From the data below, return each line in which the string "bare" is found.

[Stored data]
*** Block opens ***

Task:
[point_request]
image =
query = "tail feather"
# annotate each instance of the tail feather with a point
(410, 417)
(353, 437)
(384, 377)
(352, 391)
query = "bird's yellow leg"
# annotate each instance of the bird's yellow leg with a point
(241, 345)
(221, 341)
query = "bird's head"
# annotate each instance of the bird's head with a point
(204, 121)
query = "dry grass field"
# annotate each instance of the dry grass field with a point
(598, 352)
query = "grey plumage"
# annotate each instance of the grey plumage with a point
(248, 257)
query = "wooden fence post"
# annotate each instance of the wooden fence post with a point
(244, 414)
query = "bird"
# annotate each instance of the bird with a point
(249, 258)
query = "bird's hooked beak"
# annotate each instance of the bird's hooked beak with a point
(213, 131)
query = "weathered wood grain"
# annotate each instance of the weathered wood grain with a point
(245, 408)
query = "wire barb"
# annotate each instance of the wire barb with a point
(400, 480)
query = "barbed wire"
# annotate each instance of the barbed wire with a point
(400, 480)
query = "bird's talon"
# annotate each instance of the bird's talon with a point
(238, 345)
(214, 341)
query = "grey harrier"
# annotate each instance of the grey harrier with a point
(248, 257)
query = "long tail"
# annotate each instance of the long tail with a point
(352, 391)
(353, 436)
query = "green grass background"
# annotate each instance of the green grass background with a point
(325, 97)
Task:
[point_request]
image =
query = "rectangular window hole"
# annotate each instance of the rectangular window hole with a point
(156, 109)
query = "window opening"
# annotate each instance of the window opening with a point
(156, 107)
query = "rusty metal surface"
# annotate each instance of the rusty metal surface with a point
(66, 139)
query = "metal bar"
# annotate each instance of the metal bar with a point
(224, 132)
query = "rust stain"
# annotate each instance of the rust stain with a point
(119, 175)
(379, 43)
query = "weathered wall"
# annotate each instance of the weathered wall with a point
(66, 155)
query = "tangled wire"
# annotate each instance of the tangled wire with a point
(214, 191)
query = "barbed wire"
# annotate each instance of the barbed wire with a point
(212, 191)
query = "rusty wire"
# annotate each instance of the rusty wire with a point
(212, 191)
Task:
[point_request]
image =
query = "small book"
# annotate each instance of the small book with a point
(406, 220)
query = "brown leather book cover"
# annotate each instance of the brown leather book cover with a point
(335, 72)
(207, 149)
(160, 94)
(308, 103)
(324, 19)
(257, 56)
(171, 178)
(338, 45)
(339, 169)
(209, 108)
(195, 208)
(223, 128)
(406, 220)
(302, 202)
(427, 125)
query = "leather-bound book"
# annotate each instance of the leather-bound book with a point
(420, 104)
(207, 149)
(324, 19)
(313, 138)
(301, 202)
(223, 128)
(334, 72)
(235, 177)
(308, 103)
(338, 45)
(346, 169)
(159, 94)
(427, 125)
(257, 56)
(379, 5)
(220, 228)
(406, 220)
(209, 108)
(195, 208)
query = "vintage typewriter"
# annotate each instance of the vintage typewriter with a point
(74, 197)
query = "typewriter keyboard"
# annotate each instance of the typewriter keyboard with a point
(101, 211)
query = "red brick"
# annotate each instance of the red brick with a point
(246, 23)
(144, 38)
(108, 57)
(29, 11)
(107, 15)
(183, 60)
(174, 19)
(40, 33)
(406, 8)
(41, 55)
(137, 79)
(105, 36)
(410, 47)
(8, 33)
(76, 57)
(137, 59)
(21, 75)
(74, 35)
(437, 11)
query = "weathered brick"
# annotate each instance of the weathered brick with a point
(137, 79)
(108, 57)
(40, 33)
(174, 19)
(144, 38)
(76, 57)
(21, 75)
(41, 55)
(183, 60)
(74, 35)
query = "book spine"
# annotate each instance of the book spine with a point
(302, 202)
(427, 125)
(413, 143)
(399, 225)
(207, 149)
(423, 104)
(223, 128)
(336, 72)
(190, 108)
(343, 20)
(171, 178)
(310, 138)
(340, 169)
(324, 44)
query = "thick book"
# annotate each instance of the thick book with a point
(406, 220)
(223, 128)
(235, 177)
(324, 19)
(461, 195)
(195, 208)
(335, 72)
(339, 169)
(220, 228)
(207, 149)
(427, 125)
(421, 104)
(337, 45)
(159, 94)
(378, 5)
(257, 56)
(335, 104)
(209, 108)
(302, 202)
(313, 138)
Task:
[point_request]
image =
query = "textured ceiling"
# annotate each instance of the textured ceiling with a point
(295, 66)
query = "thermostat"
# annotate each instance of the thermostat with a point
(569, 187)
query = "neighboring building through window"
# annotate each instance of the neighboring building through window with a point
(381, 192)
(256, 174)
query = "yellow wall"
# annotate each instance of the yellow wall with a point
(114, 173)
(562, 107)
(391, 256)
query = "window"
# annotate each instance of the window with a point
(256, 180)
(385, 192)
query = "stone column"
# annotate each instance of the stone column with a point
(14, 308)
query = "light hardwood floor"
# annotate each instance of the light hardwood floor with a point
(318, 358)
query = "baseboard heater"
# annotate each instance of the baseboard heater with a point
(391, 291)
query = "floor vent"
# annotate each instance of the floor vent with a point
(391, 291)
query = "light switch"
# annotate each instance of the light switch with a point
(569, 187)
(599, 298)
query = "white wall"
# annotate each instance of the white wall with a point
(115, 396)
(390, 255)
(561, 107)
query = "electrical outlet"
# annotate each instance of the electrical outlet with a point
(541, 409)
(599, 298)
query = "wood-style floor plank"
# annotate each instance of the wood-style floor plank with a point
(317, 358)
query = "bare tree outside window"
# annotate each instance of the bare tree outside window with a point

*** Block closes ***

* [Task answer]:
query = "bare tree outside window"
# annotate each instance of the bare tree outside window with a point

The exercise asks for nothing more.